── Provided records ──

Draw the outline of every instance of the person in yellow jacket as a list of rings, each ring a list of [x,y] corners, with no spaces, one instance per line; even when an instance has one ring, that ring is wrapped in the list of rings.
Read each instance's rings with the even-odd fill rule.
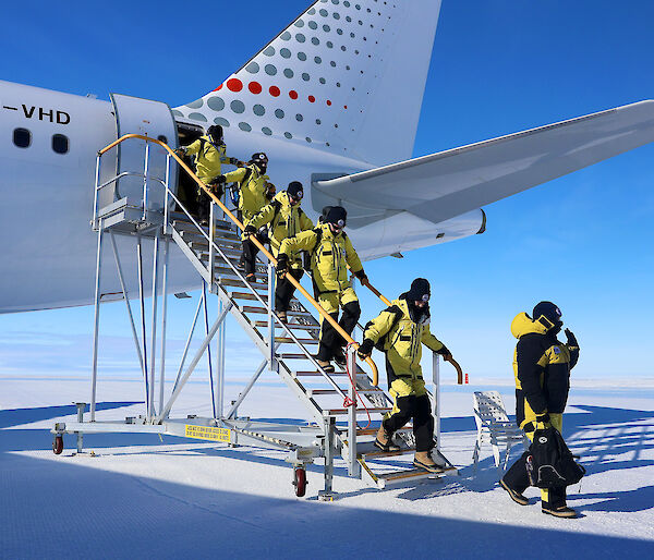
[[[259,228],[268,224],[268,239],[270,248],[275,258],[279,255],[281,242],[287,238],[292,238],[298,233],[313,229],[314,224],[311,218],[304,214],[300,205],[304,196],[302,183],[292,181],[286,191],[277,194],[272,202],[247,222],[244,238],[254,235]],[[300,280],[304,270],[302,268],[302,257],[299,252],[293,253],[288,259],[287,267],[290,266],[289,273]],[[275,311],[277,316],[283,322],[287,320],[287,312],[295,287],[287,279],[286,275],[279,279],[275,287]]]
[[[361,307],[348,278],[348,265],[362,282],[367,281],[367,276],[350,238],[343,231],[347,218],[348,212],[342,206],[332,206],[320,226],[283,240],[279,247],[277,273],[280,277],[284,276],[291,258],[300,251],[310,252],[316,299],[334,320],[338,320],[339,307],[342,307],[343,314],[339,325],[350,334],[361,316]],[[316,361],[323,370],[334,372],[331,360],[344,365],[344,344],[346,341],[329,321],[322,319]]]
[[[275,185],[269,182],[266,174],[268,169],[268,157],[264,153],[253,154],[247,166],[240,167],[223,175],[216,178],[217,185],[225,183],[239,184],[239,220],[245,226],[254,218],[261,209],[266,206],[275,194]],[[265,235],[256,233],[261,243],[267,240]],[[256,282],[255,261],[258,248],[250,240],[250,235],[243,240],[243,255],[241,263],[245,267],[245,278],[249,282]]]
[[[429,331],[429,282],[424,278],[413,280],[408,292],[367,322],[363,342],[356,352],[361,358],[366,358],[377,346],[386,354],[386,374],[393,406],[382,422],[375,447],[382,451],[399,450],[392,442],[392,435],[413,419],[413,464],[436,473],[440,466],[431,456],[434,416],[420,365],[422,345],[446,357],[451,357],[451,354]]]
[[[208,127],[206,135],[201,136],[189,146],[178,148],[175,153],[183,156],[195,156],[195,174],[206,185],[213,185],[222,171],[222,163],[243,165],[241,160],[228,157],[226,149],[222,126],[214,124]],[[199,186],[196,196],[197,217],[204,226],[208,222],[211,199]]]
[[[566,329],[567,343],[557,339],[564,321],[560,309],[552,302],[541,302],[533,318],[520,313],[511,322],[511,333],[518,339],[513,352],[516,377],[516,422],[533,440],[537,429],[554,426],[559,433],[570,390],[570,370],[579,360],[577,338]],[[520,506],[529,500],[522,492],[530,486],[526,472],[529,451],[511,465],[500,479],[500,486]],[[541,490],[543,513],[557,518],[576,518],[566,503],[566,488]]]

───

What needs to be done →
Format the lines from the start of the records up to and including the line with "Read each instance's" as a numbered list, leaving out any blank lines.

Solution for this problem →
1. Draw the outline of every instance of the person in yellow jacket as a list of rings, each ring a list of [x,y] corners, with no spaces, one instance per line; even when an instance has one ring, that ring is wrapped in the list of rings.
2. Read each instance's rings with the even-odd fill rule.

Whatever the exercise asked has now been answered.